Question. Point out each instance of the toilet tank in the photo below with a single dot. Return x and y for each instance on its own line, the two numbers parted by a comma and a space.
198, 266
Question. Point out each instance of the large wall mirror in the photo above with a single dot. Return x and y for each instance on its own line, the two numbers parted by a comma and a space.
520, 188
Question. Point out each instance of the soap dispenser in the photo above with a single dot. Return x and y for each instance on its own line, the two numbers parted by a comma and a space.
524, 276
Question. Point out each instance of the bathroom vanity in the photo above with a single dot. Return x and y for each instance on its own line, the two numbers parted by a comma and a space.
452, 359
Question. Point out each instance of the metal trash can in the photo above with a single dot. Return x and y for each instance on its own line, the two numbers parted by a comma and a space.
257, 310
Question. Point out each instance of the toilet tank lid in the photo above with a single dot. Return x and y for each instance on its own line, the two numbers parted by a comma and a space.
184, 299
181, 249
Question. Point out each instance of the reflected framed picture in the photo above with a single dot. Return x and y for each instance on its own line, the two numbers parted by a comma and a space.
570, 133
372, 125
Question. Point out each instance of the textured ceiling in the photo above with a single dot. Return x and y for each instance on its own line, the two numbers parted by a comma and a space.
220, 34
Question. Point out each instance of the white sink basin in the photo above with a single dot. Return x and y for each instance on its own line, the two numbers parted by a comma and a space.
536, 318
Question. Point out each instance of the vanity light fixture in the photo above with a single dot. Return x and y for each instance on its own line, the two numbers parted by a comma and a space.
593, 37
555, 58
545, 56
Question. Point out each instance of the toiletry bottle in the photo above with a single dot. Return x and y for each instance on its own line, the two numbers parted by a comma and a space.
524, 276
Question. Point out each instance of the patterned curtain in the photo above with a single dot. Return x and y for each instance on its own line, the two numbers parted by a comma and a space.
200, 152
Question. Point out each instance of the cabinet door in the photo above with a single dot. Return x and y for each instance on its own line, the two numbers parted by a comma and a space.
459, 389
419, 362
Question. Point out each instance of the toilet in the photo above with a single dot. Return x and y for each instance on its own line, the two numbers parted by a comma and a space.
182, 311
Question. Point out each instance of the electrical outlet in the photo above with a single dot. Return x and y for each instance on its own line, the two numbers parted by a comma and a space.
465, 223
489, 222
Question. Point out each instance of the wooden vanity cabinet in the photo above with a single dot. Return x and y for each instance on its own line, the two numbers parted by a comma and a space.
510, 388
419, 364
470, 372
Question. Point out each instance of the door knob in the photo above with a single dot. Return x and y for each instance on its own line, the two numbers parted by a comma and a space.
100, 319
● ● ● ●
In full and without alteration, write out each record.

— WRITTEN RESPONSE —
Question. Point out each instance of the toilet tank in the photo below with a single dot. Return x and y for each instance on its own line, the two numbers parted by a comma and a space.
198, 266
Question. Point out each instance of the large wall mirror in the photo above with a single dot. Return x and y for each instance on its own line, the two numbers parted by a comma and a space.
520, 188
Question. Point out each instance of the soap dispenser in the photo above with a single dot. Return x and y for each instance on its own line, the two numbers parted by a comma and a space.
524, 276
Question. Point out each instance of the bathroom vanity in the photo above with a single dot. Return x and y for each instance on its own line, the two numbers parted by a comma and a space.
452, 359
Question. Point out each instance of the metal trash can in the photo above with a single dot. Return x and y for each instance on its own line, the two numbers parted by a comma and a space.
257, 310
Question. Point out each instance of the toilet tank lid in the photo above with a single dot. Return x and y for each instance on its own line, the two numbers parted by a comma and a space.
184, 299
181, 249
Question. Point out each instance of the reflected framed picture in the photo above with a single dot. Return x and y for each instance on its own line, the two numbers parted by a comma and a space.
570, 133
372, 125
Question. Point out each instance of the textured ceiling in the photo above with a single dot. Return x and y for each instance on its own line, the two numbers parted by a comma and a space.
220, 34
Question. Point out each instance of the white sink basin in the photo above with a single dot. Return x and y for each instance on its own line, the two numbers parted by a comma and a space.
536, 318
Question. Point out each instance of the vanity light fixture in the photo above with a single dot. Return x and y for each instance on its own line, the two numbers parted by a comma and a space.
593, 37
555, 58
545, 56
Question. Point out each instance of the toiletry bottle in the photo above with a single dot. Return x and y for each instance on its own line, the two numbers parted by a comma and a space.
524, 276
Question. Point out each instance of the patterned curtain in the photo above with a single dot. Return x and y for each instance on its own line, the two numbers parted by a comma and a space.
200, 152
Question. Point out each instance of the cabinet door in the photo above with a single dot. Return x and y for each instance on its own line, the two numbers parted by a comma and a space.
459, 389
419, 362
Question. Point out each instance of the toilet in the photo above with a single dot. Return x and y for each instance on its own line, the two numbers parted by a comma and a space.
182, 311
Question. Point out each instance of the electrical outlet in the photo above with a single dot. Return x and y for each instance on its own line, the two numbers parted by a comma and a space.
465, 223
489, 222
Question. Point out each instance of the wooden vanity cabinet in the photo above with a single dot. Return x and y for each instance on its own line, the two numbers parted by a comma and a space.
510, 388
419, 364
470, 372
Question. Point out each instance of the door knob in the photo above with a single dot. Return x and y for each instance on its own line, the two numbers parted by a comma and a space.
100, 319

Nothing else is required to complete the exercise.